• Problem statement:
Rewrite the data below with every "with a single dot" changed to "with one point" and everything else unchanged, and leave the pictures out.

• Raw records:
• • • • • • •
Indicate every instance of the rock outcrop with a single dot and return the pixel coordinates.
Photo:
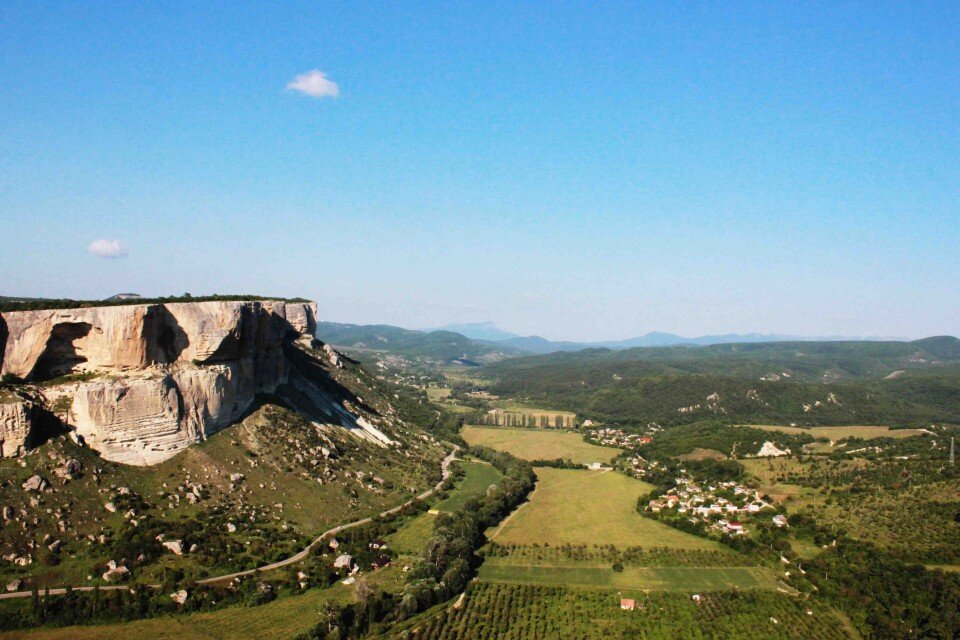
(160, 376)
(16, 421)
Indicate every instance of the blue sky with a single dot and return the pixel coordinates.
(565, 169)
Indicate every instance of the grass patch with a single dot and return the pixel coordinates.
(572, 506)
(411, 537)
(646, 578)
(703, 454)
(838, 433)
(534, 444)
(479, 476)
(278, 620)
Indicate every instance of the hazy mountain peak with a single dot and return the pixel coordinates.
(485, 330)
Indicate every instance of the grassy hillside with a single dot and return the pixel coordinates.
(251, 494)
• • • • • • •
• Written solution:
Indicate every instance of the rock outcrop with one point and return the pixel coordinates.
Photo:
(160, 376)
(16, 421)
Indicate every instance of the blue sky with one point and return the pixel coordinates.
(565, 169)
Indicate every instance of the grass patch with one point and return the pixel coordinates.
(572, 506)
(411, 537)
(646, 578)
(703, 454)
(838, 433)
(534, 444)
(479, 476)
(278, 620)
Indicate every instance of the hazy mountain peak with one point and return the pixel coordinates.
(485, 330)
Indicate every instance of the grassy hillside with one point and return the pixel coordinates.
(251, 494)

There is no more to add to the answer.